Description of the task: Convert the material from the line containing "Where can you see the silver cabinet" down through the line containing "Target: white appliance door", both included, into a Markdown table with the columns Row and Entry. Number each row, give the line under Entry, and omit blank lines.

Excerpts from point annotation data:
+++
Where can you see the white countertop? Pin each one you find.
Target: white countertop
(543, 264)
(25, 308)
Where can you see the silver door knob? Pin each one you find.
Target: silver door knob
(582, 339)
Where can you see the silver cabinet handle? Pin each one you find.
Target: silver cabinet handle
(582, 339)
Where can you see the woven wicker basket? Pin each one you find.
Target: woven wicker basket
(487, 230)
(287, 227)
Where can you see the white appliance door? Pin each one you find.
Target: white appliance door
+++
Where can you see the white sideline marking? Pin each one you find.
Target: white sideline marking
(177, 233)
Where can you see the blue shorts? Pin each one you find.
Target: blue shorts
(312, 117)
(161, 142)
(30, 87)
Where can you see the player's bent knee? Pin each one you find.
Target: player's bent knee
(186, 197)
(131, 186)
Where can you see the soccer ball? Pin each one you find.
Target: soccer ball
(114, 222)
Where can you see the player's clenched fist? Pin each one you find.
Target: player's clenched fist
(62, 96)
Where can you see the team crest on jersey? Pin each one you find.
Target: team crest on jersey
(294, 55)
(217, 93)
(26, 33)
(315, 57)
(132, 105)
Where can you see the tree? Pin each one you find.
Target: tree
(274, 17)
+++
Full response:
| Row | Entry |
|---|---|
| 1 | Where can you see the silver cabinet handle? Pin each one you find. |
| 2 | Target: silver cabinet handle |
| 3 | (582, 339) |
| 4 | Where can you see the woven wicker basket? Pin each one you find. |
| 5 | Target: woven wicker basket |
| 6 | (487, 230) |
| 7 | (287, 227) |
| 8 | Where can you see the white appliance door? Pin each one you find. |
| 9 | Target: white appliance door |